Exercise directions —
Collect every line of the material below that contains the string "green". Case counts.

Supplied material —
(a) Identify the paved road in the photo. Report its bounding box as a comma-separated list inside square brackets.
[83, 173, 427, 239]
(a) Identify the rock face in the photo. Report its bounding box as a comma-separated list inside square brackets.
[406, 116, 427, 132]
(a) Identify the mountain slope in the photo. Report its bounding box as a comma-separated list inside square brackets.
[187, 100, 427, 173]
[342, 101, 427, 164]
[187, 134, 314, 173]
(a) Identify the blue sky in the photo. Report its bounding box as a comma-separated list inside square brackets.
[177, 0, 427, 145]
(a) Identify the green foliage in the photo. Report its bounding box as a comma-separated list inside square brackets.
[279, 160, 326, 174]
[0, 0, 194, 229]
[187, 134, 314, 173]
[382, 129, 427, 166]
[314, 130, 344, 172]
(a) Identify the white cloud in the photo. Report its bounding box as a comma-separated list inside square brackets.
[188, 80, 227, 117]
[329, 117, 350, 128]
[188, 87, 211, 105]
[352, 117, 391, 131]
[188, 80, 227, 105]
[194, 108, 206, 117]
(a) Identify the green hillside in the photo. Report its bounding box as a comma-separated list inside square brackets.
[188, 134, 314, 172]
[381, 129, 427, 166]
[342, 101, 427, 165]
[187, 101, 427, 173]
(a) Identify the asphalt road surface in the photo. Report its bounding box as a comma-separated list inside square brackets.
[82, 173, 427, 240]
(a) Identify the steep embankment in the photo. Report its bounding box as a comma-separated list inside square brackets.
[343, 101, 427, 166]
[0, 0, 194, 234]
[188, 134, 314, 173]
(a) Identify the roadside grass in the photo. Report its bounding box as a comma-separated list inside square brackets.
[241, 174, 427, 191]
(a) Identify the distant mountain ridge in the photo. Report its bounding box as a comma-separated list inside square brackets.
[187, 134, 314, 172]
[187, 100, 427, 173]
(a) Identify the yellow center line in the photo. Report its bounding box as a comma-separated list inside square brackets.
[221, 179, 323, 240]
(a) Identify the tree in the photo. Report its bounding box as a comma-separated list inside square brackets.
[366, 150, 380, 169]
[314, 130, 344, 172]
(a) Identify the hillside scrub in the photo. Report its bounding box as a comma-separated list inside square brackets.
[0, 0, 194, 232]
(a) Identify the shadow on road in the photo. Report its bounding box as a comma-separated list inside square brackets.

Answer in full —
(a) Identify the green foliage in the photo. Report its bounding box as a comma-separated list inside square brackets.
(a) Identify the green hillside in the photo. Report its bounding box as a comma-separated list inside square brackets.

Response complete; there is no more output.